- Aim of the exercise -
Could you reproduce the data from its start up to and including the line with "xmin=243 ymin=205 xmax=298 ymax=217", substituting "navy" for every "black" and leaving everything else unchanged, and return only those lines?

## start Records for this task

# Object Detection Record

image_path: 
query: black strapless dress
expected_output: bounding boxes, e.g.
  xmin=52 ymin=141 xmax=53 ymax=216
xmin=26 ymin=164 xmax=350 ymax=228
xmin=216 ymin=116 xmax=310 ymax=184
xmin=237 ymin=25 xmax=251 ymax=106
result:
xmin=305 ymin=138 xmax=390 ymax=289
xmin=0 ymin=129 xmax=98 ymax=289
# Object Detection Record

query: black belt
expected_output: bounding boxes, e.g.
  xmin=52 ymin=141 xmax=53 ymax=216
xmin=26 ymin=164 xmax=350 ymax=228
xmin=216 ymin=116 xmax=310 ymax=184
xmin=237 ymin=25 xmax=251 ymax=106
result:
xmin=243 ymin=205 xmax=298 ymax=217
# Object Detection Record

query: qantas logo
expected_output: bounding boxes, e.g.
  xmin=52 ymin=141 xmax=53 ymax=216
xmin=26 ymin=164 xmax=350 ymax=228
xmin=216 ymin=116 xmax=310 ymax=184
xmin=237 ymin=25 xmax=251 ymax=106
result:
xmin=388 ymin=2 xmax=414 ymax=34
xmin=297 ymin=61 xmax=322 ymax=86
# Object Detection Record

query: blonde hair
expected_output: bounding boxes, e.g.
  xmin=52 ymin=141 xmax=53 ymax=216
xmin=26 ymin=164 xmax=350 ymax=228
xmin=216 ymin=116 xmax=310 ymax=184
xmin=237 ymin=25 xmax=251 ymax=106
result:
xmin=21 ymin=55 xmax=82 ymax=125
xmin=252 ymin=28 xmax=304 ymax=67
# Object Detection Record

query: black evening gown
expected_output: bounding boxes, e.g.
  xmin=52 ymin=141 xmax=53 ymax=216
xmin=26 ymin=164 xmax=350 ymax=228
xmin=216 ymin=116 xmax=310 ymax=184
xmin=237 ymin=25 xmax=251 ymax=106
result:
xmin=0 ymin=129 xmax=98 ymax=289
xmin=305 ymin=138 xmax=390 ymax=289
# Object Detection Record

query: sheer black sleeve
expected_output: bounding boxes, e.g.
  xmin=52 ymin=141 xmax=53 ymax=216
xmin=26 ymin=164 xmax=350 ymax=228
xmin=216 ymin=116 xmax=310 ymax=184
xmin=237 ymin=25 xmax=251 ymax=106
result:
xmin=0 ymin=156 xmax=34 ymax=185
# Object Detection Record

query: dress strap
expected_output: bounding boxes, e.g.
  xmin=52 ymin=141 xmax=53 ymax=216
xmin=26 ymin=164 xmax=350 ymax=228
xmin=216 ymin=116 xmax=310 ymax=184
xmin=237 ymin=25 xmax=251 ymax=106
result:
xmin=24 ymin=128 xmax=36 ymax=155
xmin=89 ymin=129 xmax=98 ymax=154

## end Records for this task

- Answer to this problem -
# Object Detection Record

image_path: 
query: navy strapless dress
expected_output: bounding boxes, e.g.
  xmin=52 ymin=141 xmax=53 ymax=216
xmin=26 ymin=164 xmax=350 ymax=228
xmin=216 ymin=116 xmax=310 ymax=184
xmin=237 ymin=25 xmax=251 ymax=106
result:
xmin=305 ymin=138 xmax=390 ymax=289
xmin=0 ymin=129 xmax=98 ymax=289
# Object Detection Record

query: navy belt
expected_output: bounding boxes, e.g.
  xmin=52 ymin=141 xmax=53 ymax=216
xmin=26 ymin=164 xmax=350 ymax=228
xmin=216 ymin=116 xmax=310 ymax=184
xmin=237 ymin=25 xmax=251 ymax=106
result:
xmin=243 ymin=205 xmax=298 ymax=217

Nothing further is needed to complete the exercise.